▸ **Aim of the task**
Quote the line containing "Tag the ocean" and all lines that follow it in the listing below, exactly as written.
(Data under study Opens)
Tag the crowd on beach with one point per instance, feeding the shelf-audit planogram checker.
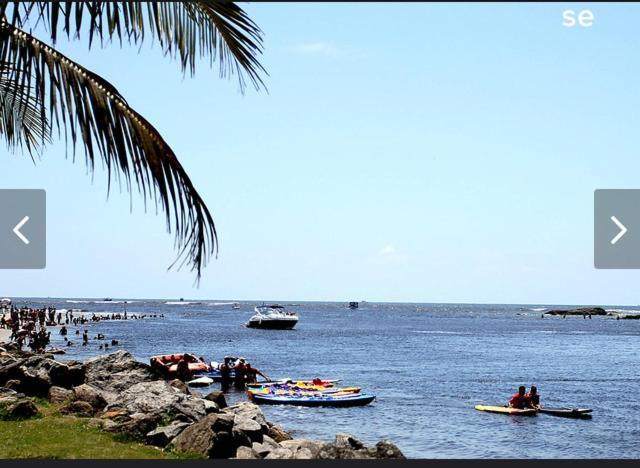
(29, 326)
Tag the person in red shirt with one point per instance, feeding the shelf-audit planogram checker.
(519, 399)
(532, 399)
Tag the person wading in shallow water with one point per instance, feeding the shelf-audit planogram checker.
(240, 377)
(225, 377)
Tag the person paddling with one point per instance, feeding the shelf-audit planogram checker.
(519, 399)
(532, 399)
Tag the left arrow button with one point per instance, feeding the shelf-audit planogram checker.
(16, 230)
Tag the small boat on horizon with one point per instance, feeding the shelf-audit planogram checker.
(272, 317)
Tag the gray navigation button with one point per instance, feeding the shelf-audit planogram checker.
(23, 229)
(617, 229)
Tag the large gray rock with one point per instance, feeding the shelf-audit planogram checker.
(246, 453)
(22, 409)
(279, 454)
(344, 440)
(78, 408)
(117, 372)
(313, 446)
(210, 437)
(387, 449)
(199, 438)
(248, 427)
(91, 395)
(34, 381)
(136, 426)
(59, 395)
(158, 396)
(161, 436)
(218, 398)
(277, 433)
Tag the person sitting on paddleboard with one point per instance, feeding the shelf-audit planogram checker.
(532, 399)
(519, 399)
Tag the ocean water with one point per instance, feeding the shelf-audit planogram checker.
(428, 365)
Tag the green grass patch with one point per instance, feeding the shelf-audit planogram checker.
(55, 436)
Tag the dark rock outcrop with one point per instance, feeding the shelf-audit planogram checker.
(59, 395)
(22, 409)
(115, 373)
(78, 408)
(579, 311)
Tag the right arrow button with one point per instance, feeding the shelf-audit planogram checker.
(623, 230)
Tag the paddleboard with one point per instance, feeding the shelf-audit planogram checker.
(358, 399)
(201, 382)
(578, 413)
(507, 410)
(Data under study Closes)
▸ **Answer area**
Tag the ocean water with one point per instance, feeding the shelf-audit planogram checker.
(428, 365)
Tag the green grass patch with one point per instance, feeding the shelf-audit planogram checker.
(55, 436)
Tag the dark rock outcrop with one point per instance, feeding the shelf-audit planogram checker.
(59, 395)
(22, 409)
(115, 373)
(78, 408)
(579, 311)
Tag the right arrow button with one point per instance, feeding the shelf-audit planogram checker.
(623, 230)
Tag the paddleboard with one point per instance, feeding the shelf-audit planogram checker.
(358, 399)
(201, 382)
(578, 413)
(507, 410)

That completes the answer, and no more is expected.